=== TEXT SEGMENT ===
◇ ◇ ◇ ◇ ◇ ◇ ◇

Jute (Corchorus app.):

Jute is indigenous to Bengal and contiguous sections where it has
been grown and used locally for many, many years. The fiber did not
become really important in commerce until the early years of the 19th
century. Jute came into commercial existence in competition with other
fibers and rapidly gained a position of prominence because of its low
price. Attempts have been made to produce jute in Brazil, Mexico and
other countries in the western hemisphere and it has been grown experi-
mentally in the United States. India and Pakistan have had a virtual
monopoly in its production due to cheap labor and favorable growing
conditions. The fiber is used for the manufacture of hessians, (coarse
textiles), bags, bale coverings, carpet and linoleum backing, twine,
rope and a wide variety of other uses. In world production it is perhaps
next to cotton in the quantity produced and the wide variety of uses made
of it.

Planting, cultivating, weeding, harvesting, retting and cleaning
are all done by hand labor in the Orient. Close grading also done by
hand gives a rather wide spread in the quality of fiber available for
the variety of uses made of it.

S5 -

Jute Substitute Fibers:

The acute fiber shortage during World War II emphasized the need
for a source of both hard and soft fibers in the western hemisphere.

◇ ◇ ◇ ◇ ◇ ◇ ◇

Rows from a dataset
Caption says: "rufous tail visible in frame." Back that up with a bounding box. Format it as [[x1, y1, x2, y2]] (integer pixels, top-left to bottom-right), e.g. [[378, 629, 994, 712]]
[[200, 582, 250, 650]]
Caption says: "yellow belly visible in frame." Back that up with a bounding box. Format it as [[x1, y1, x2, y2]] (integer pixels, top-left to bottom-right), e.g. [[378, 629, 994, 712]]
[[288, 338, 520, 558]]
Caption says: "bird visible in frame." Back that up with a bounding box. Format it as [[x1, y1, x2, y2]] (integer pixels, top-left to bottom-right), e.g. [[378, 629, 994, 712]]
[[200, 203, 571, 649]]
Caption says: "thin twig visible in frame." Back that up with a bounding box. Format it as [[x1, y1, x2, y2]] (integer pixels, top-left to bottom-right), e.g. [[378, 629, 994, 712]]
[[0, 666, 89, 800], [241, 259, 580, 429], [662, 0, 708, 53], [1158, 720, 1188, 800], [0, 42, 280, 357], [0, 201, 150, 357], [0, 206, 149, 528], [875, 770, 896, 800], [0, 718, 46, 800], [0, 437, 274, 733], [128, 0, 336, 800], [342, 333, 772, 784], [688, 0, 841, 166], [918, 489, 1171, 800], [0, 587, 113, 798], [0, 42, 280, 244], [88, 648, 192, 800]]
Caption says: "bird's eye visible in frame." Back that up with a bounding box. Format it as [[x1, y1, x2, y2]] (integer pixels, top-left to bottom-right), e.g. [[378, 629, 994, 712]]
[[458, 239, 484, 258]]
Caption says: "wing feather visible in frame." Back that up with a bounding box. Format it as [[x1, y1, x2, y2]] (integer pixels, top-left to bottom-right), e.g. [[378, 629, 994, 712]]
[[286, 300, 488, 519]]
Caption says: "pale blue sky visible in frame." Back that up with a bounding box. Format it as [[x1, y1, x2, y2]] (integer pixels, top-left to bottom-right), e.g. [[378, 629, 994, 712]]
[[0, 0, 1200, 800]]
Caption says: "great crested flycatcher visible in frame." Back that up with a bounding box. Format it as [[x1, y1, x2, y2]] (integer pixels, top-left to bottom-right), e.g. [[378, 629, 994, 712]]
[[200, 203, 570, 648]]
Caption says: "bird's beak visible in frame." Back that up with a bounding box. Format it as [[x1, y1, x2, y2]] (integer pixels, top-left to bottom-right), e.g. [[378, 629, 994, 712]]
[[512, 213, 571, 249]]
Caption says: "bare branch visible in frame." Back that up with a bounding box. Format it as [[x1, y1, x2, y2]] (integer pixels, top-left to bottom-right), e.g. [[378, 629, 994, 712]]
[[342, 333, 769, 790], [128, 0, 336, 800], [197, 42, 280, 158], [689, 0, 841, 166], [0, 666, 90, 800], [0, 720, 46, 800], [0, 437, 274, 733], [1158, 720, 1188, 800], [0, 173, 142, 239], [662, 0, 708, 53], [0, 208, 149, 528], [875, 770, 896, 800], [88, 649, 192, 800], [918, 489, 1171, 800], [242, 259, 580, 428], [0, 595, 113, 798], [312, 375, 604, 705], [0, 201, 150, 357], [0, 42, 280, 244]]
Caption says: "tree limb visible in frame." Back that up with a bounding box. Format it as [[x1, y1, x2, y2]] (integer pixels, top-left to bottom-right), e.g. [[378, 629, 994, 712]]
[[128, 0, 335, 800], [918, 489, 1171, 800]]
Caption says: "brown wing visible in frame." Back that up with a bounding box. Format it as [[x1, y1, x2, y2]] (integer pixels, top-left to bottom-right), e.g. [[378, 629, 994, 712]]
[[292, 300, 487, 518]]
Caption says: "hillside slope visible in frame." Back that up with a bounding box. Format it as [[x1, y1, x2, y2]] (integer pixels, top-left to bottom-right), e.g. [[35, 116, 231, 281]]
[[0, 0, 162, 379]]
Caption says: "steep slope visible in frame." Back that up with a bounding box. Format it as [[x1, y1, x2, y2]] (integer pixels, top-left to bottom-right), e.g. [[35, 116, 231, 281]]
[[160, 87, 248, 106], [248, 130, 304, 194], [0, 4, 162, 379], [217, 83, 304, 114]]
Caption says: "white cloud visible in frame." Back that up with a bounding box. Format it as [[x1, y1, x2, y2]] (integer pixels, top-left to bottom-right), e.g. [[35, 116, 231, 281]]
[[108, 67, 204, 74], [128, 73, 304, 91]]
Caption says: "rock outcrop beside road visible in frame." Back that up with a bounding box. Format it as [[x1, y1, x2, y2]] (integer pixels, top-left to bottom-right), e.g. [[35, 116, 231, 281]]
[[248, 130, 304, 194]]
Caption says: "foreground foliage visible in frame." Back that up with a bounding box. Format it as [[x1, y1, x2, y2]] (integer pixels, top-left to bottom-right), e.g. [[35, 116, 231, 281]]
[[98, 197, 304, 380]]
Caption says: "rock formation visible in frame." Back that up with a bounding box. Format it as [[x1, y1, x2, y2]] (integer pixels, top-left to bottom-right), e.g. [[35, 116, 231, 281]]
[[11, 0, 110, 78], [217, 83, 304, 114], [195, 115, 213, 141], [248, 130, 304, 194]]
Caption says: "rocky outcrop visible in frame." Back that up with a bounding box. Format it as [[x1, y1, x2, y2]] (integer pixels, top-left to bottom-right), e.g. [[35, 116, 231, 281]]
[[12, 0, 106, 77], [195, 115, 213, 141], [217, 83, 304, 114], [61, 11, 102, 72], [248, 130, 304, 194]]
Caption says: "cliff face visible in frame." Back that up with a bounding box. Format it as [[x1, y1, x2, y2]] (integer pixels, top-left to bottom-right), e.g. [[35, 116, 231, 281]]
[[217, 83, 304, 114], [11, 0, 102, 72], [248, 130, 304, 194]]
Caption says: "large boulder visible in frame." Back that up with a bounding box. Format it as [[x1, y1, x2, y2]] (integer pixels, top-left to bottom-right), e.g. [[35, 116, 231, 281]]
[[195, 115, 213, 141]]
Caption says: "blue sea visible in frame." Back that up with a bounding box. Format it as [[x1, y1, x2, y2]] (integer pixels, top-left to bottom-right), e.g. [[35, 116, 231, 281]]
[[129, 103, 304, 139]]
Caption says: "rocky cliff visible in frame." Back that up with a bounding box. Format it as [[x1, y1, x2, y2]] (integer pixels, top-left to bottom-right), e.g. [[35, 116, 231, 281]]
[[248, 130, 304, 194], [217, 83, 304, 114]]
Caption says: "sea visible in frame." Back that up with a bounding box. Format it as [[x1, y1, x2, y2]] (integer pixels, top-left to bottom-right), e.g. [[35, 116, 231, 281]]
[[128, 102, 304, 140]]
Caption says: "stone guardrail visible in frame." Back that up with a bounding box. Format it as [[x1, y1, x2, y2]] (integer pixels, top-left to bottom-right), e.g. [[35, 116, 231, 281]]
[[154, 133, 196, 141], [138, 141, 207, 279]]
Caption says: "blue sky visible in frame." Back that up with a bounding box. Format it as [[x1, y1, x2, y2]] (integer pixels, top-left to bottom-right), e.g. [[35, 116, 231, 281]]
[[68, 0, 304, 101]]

◇ ◇ ◇ ◇ ◇ ◇ ◇

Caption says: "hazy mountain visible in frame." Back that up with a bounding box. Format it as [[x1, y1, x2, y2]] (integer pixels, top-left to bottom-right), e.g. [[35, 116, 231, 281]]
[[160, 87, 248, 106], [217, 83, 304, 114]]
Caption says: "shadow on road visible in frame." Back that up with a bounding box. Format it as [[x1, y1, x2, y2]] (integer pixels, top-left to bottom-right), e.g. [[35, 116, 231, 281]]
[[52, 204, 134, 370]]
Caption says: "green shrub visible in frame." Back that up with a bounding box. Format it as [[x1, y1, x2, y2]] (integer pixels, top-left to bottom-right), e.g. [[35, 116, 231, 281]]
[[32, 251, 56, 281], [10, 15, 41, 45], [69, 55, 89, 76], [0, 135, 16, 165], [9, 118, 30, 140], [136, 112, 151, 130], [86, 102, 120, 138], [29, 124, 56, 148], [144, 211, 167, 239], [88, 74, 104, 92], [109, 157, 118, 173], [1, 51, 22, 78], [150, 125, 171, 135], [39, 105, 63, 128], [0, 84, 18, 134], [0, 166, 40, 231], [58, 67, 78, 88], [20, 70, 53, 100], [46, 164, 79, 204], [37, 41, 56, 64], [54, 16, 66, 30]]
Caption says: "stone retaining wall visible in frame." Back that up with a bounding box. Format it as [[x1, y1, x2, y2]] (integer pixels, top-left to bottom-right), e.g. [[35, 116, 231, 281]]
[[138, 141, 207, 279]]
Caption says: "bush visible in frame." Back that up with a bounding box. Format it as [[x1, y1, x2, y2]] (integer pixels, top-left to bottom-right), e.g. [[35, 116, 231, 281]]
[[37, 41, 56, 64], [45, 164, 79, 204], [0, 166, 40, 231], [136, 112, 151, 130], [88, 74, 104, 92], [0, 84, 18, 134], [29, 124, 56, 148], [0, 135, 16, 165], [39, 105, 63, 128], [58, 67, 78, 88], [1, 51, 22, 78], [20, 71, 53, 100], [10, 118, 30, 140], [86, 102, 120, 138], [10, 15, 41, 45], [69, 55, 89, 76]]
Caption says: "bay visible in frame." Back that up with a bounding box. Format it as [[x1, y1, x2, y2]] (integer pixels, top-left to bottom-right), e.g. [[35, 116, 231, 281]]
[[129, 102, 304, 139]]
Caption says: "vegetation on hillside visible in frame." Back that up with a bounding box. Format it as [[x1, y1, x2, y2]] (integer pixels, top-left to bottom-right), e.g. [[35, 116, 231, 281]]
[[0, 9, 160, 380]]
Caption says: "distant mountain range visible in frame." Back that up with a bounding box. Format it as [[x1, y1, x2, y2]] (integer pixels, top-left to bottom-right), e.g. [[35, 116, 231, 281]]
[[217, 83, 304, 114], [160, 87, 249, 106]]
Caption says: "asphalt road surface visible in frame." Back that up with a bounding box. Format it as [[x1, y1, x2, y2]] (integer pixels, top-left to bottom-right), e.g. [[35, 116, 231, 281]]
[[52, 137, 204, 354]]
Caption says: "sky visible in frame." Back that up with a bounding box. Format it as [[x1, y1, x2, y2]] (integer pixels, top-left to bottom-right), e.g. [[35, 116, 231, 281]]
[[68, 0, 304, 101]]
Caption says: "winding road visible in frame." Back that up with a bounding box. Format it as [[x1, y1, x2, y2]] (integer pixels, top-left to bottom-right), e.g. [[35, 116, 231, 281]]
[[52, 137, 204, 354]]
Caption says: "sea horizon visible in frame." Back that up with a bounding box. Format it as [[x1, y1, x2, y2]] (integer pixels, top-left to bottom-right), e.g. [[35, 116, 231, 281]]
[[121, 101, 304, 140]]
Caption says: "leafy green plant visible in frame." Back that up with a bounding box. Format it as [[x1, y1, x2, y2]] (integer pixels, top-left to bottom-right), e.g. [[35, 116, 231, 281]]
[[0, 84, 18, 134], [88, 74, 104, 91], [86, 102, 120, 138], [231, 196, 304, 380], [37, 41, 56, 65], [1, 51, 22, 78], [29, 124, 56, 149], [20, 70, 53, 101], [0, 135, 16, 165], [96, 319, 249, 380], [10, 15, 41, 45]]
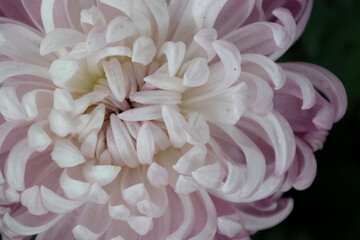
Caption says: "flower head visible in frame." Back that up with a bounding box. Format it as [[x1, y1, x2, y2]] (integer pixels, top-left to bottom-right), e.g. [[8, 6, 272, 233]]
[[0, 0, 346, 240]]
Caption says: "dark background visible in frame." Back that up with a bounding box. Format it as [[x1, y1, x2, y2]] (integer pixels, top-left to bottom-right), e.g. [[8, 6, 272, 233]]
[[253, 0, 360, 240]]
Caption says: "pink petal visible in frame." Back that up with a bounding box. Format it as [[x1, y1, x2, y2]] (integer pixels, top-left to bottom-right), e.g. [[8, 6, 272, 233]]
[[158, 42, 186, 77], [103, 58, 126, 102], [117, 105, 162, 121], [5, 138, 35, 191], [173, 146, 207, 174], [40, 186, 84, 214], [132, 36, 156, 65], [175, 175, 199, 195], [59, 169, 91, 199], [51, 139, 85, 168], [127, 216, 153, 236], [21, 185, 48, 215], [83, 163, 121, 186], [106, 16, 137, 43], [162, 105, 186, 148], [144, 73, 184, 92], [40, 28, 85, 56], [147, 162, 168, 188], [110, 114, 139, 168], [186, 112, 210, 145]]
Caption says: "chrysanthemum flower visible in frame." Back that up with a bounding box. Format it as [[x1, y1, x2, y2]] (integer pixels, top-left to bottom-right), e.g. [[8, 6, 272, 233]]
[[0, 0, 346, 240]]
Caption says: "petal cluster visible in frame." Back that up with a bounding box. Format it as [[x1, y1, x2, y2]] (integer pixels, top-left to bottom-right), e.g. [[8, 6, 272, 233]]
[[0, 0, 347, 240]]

◇ ◇ ◇ ◇ ◇ ◇ ◇

=== DIRECTIONS FOR THIS TASK ===
From the passage on jute, copy the stretch from "Planting, cultivating, weeding, harvesting, retting" through "made of it." word for word.

=== SOLUTION FOR THIS EXERCISE ===
Planting, cultivating, weeding, harvesting, retting and cleaning
are all done by hand labor in the Orient. Close grading also done by
hand gives a rather wide spread in the quality of fiber available for
the variety of uses made of it.